EXERCICE 1:
Répondez aux questions suivantes d’après l’extrait sur le règne de Moulaï-el-Hassan.
(a) En quelle année commence la deuxième partie de ce règne ?
(b) Depuis quelle année le souverain s’est-il employé à faire reconnaître son autorité ?
(c) Avec qui a-t-il conclu l’alliance qui lui assurait le concours effectif des Zaiane ?
EXERCICE 2: Réécrivez sous forme de liste le paragraphe de l’extrait sur le règne de Moulaï-el-Hassan qui commence par « C’est en 1888 », en conservant ses faits principaux.

C’est en 1888 qu’il convient de placer le commencement de la deuxième partie du règne de Moulaï-el-Hassan. Nous avons vu les premières années consacrées par le souverain depuis 1873 à faire reconnaître, puis à consolider son autorité, dans les régions accessibles de l’empire, qu’il a parcourues sans cesse et presque chaque année de Merâkech à Fez, de Fez à Ouchda, pour ensuite revenir au cœur de ses États. Par deux fois nous l’avons suivi jusqu’au fond des provinces reculées de l’ancien royaume du Sous, où il allait établir sa domination, puis nous avons caractérisé les plus importantes négociations de sa politique intérieure, telles que l’alliance avec les marabouts du Tadela, par laquelle il s’assurait le concours effectif des Zaiane.

ENTRÉES:
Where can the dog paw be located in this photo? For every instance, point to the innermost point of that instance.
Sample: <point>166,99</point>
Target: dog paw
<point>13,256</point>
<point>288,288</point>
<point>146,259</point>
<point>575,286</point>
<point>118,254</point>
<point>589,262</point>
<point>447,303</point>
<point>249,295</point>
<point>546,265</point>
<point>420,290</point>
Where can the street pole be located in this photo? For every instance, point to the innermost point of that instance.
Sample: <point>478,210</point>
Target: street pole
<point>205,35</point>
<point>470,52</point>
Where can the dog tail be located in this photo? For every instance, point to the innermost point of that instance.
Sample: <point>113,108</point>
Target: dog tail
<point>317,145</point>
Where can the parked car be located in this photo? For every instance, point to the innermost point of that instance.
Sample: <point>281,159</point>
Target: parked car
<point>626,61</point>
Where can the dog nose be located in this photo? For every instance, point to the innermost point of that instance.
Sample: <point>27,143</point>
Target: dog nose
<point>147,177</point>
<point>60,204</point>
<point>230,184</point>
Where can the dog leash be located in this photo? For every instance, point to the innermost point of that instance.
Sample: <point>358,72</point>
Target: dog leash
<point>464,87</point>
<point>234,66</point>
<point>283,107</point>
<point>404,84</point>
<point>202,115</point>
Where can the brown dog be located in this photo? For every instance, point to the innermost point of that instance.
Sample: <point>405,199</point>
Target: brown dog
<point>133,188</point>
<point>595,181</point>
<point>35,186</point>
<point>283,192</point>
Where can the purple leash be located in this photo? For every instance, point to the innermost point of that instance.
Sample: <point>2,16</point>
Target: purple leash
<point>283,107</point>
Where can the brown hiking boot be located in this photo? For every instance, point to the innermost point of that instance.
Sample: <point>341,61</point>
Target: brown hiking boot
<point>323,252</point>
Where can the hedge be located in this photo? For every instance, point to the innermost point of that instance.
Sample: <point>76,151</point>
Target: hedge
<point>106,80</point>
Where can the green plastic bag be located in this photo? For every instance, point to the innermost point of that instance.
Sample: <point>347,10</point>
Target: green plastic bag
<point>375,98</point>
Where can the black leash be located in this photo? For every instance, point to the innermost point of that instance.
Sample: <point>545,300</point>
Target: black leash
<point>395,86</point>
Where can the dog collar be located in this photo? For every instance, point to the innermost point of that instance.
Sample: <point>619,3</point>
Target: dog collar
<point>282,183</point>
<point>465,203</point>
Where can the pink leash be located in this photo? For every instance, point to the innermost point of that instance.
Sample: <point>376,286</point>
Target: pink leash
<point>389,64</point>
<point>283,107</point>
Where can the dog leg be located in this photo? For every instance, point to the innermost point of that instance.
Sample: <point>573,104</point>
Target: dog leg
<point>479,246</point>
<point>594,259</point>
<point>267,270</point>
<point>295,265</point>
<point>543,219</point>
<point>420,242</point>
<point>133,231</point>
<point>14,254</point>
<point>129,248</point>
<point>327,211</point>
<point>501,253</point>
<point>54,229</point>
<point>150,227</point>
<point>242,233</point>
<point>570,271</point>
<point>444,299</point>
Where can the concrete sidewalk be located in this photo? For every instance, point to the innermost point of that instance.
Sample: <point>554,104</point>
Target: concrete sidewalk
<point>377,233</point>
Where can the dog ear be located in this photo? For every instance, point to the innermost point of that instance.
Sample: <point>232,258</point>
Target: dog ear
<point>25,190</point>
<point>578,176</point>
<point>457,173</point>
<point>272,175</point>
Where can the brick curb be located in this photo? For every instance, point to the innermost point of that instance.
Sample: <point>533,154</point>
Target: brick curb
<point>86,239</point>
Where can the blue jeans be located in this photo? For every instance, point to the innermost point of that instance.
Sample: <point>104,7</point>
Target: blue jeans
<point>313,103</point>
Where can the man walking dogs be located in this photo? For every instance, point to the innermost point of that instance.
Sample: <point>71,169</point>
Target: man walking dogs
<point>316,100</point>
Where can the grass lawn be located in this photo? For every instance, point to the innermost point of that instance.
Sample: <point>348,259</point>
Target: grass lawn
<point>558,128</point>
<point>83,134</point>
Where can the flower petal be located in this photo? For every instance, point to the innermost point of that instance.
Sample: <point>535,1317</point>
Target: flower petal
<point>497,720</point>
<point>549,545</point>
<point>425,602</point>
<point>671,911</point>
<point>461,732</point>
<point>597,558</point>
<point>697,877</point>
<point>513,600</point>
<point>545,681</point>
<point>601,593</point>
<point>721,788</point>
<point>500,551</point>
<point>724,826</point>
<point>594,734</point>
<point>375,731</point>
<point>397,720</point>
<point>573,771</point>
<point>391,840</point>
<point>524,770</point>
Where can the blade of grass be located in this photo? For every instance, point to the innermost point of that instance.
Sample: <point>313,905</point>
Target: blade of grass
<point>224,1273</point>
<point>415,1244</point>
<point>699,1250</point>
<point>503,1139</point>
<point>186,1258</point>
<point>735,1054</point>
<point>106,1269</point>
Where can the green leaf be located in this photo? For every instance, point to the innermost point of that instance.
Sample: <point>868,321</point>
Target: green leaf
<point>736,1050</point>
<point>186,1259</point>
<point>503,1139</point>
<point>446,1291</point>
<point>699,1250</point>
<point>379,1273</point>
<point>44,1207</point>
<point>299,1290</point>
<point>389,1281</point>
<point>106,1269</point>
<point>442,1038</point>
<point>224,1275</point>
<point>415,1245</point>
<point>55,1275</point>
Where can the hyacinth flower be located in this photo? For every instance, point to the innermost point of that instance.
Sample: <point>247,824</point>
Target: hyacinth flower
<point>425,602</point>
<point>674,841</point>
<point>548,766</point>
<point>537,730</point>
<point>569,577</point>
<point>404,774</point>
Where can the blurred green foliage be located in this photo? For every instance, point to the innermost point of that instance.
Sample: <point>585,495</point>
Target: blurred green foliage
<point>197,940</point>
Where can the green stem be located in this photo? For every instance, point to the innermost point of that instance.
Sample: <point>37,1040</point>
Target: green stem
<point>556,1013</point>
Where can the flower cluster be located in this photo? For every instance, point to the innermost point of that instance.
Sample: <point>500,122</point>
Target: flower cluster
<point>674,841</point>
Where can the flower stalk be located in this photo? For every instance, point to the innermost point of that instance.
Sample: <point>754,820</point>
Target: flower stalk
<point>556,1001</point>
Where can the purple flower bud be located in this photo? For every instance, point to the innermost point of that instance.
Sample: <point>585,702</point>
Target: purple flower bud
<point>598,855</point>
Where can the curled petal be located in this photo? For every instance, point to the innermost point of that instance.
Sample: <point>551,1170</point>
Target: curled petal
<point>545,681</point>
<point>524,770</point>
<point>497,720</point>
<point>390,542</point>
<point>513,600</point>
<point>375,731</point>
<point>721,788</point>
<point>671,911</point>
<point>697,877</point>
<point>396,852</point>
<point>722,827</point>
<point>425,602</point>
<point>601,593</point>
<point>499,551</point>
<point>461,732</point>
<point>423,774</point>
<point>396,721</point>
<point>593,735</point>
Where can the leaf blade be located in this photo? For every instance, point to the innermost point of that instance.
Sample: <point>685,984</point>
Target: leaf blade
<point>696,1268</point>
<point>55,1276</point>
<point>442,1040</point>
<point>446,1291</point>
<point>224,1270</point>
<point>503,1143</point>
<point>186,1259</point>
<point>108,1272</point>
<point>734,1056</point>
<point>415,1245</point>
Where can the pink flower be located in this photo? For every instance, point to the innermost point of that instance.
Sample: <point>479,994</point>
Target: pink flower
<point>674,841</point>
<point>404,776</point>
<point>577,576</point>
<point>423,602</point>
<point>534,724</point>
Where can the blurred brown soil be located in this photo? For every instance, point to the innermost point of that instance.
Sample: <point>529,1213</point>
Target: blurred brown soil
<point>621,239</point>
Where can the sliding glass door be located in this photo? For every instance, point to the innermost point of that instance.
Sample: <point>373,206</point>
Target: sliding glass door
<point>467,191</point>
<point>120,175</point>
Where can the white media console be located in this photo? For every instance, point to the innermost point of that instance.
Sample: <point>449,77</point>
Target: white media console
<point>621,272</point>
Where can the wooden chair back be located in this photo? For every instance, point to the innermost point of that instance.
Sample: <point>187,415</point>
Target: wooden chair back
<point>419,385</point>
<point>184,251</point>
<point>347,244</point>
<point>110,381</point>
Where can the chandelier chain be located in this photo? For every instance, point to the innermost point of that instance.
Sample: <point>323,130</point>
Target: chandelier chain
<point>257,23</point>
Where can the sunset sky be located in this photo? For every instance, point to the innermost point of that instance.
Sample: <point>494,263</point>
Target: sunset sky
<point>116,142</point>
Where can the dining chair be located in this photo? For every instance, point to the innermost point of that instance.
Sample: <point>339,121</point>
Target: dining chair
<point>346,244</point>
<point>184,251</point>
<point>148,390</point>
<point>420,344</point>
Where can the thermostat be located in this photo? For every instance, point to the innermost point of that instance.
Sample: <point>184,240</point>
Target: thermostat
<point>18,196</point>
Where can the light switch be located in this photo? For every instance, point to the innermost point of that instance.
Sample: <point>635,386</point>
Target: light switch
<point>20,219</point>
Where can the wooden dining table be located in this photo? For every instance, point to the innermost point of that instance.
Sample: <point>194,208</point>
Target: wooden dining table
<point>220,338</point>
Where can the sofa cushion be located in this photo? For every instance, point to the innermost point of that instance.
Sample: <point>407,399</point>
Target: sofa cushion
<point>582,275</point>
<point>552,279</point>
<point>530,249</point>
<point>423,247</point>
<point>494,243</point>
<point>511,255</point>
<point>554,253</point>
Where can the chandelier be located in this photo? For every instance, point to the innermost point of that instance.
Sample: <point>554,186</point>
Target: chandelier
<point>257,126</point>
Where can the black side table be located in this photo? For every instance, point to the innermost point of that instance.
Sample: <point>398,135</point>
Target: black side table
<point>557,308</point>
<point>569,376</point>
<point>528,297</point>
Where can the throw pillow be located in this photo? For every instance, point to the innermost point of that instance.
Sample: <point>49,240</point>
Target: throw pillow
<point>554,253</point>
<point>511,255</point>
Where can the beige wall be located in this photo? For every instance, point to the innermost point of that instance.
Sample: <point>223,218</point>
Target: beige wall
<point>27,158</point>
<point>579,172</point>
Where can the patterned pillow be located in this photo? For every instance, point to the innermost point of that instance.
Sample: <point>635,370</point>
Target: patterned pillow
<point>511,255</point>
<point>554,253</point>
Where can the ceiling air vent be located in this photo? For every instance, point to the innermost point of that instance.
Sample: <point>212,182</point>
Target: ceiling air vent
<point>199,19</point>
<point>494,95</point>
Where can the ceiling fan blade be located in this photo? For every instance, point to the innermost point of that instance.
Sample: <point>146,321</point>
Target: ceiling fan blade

CORRIGÉ 1:
(a) En 1888.
(b) Depuis 1873.
(c) Avec les marabouts du Tadela.

CORRIGÉ 2:
- La deuxième partie du règne de Moulaï-el-Hassan commence en 1888.
- À partir de 1873, le souverain a consacré ses premières années à faire reconnaître, puis à consolider son autorité dans les régions accessibles de l’empire.
- Il a parcouru ces régions sans cesse, presque chaque année, de Merâkech à Fez et de Fez à Ouchda, avant de revenir au cœur de ses États.
- À deux reprises, il s’est rendu au fond des provinces reculées de l’ancien royaume du Sous pour y établir sa domination.
- Parmi les négociations les plus importantes de sa politique intérieure figure l’alliance avec les marabouts du Tadela, qui lui assurait le concours effectif des Zaiane.